→ What to do
Quote word for word the lines starting at the one that contains "Each returned marker MUST sit on an instance of the worn" and stopping after the one that contains "[[205, 154]]".

>> start Extracted entries

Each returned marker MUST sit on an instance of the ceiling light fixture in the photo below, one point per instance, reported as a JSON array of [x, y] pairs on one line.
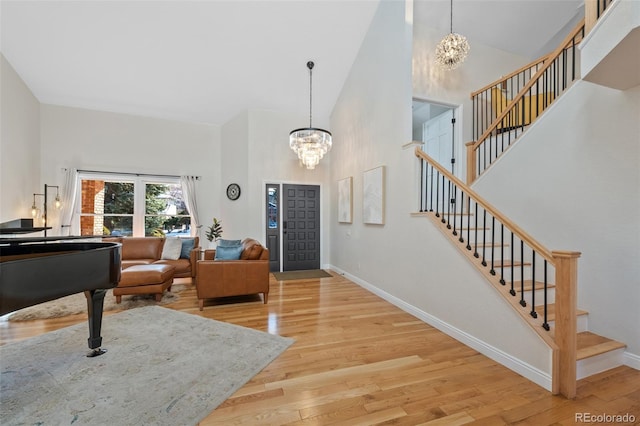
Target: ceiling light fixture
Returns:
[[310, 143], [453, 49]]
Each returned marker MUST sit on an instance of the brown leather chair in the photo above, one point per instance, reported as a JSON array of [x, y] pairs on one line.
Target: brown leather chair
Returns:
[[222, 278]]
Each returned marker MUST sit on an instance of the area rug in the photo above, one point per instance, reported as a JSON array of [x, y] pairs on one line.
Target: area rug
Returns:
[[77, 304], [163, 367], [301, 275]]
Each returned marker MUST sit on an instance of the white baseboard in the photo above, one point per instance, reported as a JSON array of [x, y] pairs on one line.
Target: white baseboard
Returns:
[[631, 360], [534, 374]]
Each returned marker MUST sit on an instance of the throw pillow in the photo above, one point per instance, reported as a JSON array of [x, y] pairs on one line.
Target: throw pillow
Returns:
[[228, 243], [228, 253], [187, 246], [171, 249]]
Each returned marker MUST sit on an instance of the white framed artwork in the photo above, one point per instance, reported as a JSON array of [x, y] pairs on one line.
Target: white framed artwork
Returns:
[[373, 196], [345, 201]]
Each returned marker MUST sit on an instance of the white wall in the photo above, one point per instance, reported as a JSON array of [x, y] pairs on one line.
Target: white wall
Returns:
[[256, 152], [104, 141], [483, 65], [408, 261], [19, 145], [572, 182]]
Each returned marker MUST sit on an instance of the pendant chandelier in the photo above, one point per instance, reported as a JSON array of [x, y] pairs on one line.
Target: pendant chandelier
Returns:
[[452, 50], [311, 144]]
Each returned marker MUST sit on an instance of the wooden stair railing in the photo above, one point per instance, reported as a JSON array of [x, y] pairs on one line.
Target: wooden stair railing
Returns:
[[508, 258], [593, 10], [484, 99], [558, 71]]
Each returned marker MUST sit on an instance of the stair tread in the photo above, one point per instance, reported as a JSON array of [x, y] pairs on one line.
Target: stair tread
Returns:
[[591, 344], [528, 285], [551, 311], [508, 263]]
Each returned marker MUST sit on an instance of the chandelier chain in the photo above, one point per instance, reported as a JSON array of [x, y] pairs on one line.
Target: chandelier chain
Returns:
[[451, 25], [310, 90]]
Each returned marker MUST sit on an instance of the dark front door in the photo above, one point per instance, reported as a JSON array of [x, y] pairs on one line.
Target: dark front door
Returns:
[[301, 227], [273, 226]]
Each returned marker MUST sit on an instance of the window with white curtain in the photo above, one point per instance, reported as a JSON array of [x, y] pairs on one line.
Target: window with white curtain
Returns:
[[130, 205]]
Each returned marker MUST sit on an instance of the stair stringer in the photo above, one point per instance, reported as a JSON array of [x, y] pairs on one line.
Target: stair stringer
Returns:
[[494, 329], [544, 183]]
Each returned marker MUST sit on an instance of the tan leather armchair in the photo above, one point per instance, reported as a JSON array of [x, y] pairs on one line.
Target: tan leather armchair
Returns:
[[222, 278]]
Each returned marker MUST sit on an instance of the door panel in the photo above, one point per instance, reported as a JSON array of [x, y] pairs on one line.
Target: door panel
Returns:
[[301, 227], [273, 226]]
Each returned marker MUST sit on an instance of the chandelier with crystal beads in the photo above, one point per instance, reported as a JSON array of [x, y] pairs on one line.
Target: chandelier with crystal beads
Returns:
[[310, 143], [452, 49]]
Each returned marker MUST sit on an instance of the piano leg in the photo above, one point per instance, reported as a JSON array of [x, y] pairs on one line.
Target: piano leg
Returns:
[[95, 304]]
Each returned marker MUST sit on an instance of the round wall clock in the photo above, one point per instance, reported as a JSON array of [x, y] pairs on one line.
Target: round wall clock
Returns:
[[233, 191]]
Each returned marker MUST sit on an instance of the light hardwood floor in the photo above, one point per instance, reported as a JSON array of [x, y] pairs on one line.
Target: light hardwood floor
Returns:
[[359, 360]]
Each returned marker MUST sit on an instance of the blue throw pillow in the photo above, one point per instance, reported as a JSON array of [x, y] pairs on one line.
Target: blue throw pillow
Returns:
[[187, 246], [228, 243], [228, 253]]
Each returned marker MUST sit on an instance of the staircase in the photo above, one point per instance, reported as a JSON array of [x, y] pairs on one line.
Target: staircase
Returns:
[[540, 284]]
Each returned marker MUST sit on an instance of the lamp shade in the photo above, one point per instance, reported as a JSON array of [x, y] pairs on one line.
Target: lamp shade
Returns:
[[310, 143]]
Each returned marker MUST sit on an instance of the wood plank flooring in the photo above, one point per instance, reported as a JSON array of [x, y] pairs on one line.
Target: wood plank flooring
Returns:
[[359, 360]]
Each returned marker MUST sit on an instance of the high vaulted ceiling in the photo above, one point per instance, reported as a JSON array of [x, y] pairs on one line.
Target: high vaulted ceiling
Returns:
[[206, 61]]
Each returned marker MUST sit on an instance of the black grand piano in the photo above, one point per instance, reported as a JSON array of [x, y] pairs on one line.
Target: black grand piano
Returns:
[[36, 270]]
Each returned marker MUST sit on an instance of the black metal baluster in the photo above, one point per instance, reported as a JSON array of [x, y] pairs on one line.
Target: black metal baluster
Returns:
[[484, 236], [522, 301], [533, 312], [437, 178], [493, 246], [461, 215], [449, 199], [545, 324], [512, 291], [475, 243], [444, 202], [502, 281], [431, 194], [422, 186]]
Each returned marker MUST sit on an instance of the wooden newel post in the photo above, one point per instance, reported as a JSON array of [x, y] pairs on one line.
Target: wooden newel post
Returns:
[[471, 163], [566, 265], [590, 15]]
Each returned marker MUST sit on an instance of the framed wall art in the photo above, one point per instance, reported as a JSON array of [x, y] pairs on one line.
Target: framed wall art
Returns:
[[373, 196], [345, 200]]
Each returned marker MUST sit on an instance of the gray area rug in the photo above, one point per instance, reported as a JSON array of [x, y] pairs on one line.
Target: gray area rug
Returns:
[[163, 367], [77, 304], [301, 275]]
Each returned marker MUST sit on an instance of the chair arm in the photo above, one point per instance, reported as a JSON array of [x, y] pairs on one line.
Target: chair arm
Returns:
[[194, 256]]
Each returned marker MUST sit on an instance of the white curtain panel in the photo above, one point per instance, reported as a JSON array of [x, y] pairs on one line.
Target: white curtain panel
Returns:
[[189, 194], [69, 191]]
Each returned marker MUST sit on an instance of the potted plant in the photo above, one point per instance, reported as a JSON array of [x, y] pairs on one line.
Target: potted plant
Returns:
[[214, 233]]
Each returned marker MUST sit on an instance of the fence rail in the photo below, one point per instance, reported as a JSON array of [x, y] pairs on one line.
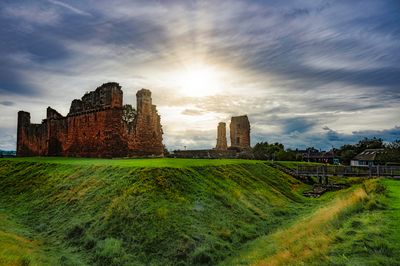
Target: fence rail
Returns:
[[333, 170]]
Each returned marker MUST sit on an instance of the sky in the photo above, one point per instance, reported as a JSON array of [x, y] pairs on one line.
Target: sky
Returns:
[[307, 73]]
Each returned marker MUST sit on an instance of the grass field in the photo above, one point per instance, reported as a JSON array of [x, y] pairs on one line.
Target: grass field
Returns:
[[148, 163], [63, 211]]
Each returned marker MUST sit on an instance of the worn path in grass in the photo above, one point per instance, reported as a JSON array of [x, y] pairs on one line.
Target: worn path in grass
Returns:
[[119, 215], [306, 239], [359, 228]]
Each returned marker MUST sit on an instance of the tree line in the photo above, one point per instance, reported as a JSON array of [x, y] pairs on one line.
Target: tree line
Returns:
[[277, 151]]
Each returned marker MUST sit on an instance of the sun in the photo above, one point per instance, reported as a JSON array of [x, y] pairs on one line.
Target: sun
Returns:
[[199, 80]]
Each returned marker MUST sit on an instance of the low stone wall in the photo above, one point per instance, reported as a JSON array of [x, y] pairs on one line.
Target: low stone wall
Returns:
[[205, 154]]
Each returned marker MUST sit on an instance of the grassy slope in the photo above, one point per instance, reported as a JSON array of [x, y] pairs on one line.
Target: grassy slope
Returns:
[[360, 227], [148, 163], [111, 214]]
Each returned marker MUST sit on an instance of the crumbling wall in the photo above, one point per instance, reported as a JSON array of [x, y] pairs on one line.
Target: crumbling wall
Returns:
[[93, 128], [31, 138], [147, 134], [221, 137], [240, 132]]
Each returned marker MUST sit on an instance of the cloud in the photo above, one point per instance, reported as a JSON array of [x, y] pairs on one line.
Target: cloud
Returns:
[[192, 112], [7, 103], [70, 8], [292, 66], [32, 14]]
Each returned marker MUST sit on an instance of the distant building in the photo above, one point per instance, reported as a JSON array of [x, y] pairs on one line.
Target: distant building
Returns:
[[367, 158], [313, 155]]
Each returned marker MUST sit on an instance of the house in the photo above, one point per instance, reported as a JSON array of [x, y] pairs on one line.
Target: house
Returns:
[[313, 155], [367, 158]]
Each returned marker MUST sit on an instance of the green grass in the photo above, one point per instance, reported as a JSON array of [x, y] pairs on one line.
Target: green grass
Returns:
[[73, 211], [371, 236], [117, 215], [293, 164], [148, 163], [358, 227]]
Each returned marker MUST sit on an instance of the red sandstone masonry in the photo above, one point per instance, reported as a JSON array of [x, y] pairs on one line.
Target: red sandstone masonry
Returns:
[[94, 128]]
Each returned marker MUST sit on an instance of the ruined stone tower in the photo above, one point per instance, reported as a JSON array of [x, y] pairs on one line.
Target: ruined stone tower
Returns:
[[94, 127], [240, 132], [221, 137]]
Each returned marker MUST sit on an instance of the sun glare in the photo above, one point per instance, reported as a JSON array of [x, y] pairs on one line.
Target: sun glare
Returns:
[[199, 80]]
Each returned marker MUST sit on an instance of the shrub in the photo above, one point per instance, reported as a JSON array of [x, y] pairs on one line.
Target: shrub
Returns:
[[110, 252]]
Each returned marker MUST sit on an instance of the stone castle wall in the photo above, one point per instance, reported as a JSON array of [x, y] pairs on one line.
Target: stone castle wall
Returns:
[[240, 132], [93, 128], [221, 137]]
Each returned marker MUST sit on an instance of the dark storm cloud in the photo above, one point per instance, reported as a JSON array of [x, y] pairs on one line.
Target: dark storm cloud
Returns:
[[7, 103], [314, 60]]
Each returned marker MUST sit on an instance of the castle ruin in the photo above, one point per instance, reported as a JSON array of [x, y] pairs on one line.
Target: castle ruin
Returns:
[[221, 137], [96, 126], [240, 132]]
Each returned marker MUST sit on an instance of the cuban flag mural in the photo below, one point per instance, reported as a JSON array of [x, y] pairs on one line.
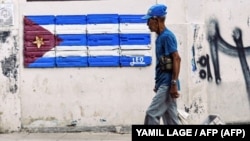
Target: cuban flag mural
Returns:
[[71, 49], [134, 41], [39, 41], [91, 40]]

>> end Extracted entries

→ Exercise result
Each returned marker MUST sit on an instance of the worn path in grass in the photo above, one point per instance, reported as a JSON array of [x, y] pairs on one line.
Target: worn path in grass
Returns:
[[119, 215], [306, 239], [359, 228]]
Each returned marker MUST sit on an instance of the tree line in the photo above, one point per instance, reported as a JSON array of [x, y] pairs on one line.
Target: tree line
Returns:
[[277, 151]]
Each returned marker MUST sit on an instance of the sun in the photo above, one point per instance, reported as a JSON array of [x, y] pairs on one line.
Target: sun
Returns:
[[199, 80]]
Each returned marker MUST sit on an instance of the low stone wall in the photo above, one point per instance, reported as a JSON array of [x, y] pairs on one line.
Target: low stone wall
Returns:
[[205, 154]]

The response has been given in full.